Task statement
When a line in the records contains the string "chrome", copy that line.

Dataset
· · · · · · ·
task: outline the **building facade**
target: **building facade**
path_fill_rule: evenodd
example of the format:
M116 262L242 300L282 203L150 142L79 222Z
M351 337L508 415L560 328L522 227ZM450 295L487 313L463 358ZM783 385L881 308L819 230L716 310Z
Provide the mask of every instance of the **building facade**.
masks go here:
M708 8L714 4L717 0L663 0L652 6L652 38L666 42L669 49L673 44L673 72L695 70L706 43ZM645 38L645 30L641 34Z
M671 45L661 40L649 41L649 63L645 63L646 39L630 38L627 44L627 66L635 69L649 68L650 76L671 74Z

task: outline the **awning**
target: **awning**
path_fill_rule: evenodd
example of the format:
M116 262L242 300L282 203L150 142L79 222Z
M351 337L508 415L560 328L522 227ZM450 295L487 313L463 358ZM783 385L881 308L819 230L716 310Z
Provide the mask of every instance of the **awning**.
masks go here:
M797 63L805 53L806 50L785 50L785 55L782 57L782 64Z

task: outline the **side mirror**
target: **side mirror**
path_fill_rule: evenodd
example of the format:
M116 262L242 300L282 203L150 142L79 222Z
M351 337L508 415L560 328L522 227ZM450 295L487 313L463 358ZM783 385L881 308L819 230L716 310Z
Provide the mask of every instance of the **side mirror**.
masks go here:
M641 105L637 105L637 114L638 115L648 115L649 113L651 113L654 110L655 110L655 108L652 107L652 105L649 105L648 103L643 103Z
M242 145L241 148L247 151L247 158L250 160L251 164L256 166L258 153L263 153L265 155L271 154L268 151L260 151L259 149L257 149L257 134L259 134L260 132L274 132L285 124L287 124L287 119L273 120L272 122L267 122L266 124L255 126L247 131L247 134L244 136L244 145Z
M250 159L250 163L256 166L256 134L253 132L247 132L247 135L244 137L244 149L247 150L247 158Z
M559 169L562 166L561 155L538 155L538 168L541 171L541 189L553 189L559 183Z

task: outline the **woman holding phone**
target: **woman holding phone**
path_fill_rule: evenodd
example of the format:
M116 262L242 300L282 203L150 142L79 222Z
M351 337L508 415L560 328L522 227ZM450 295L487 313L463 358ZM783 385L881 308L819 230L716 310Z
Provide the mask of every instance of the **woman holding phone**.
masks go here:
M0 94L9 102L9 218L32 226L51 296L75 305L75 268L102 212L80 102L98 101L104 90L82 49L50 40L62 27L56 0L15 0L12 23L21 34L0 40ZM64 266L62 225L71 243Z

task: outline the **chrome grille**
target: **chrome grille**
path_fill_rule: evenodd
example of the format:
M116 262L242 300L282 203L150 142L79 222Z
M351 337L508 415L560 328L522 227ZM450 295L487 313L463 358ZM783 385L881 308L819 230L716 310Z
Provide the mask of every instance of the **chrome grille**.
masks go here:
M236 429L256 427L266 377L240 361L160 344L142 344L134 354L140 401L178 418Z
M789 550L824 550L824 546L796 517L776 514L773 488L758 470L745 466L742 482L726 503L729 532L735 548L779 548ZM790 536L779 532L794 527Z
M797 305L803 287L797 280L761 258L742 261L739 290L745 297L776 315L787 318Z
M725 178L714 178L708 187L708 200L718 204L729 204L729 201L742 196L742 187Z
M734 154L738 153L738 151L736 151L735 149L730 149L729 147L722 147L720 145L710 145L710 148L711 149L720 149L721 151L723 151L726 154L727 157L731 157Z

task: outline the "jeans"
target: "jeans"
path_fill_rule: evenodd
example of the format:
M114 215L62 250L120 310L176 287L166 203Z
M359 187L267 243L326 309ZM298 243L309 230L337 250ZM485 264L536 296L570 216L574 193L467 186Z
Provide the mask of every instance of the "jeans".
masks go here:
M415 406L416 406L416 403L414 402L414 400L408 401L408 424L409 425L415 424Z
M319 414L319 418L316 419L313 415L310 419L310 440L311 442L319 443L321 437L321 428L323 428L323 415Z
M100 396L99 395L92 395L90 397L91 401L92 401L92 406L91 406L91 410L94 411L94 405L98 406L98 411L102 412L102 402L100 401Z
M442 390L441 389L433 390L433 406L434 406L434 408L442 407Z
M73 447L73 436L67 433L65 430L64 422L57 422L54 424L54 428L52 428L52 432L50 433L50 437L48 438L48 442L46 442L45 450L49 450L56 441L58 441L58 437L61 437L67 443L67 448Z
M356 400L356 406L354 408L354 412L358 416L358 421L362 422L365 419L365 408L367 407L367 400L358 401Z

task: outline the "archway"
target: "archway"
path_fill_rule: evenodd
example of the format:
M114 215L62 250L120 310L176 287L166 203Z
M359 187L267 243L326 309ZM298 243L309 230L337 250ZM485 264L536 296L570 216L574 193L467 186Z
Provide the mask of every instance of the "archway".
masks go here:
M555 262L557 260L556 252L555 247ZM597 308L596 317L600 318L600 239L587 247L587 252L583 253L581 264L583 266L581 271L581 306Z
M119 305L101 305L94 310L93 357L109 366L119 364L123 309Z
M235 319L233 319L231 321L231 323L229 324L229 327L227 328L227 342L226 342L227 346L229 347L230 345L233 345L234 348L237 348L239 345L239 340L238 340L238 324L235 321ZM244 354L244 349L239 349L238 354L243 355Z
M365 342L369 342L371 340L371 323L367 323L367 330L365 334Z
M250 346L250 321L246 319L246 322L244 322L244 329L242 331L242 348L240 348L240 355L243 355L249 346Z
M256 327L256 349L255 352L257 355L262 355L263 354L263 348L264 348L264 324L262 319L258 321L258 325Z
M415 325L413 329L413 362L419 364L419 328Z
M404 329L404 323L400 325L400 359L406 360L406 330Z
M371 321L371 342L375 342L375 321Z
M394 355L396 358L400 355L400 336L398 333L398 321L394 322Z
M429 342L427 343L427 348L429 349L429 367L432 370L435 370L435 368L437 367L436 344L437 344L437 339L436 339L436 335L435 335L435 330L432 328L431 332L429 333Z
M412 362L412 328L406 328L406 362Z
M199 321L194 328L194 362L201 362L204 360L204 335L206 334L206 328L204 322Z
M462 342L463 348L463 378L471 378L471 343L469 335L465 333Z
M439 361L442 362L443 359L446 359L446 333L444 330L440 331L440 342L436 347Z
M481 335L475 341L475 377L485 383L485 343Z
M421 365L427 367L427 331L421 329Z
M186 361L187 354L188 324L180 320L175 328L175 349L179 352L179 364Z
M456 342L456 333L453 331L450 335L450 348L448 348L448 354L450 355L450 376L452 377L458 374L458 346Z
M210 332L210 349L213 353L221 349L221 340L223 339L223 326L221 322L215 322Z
· · · · · · ·
Reply
task: outline the **chrome grille**
target: **chrome grille**
Provide the mask of every instance of the **chrome grille**.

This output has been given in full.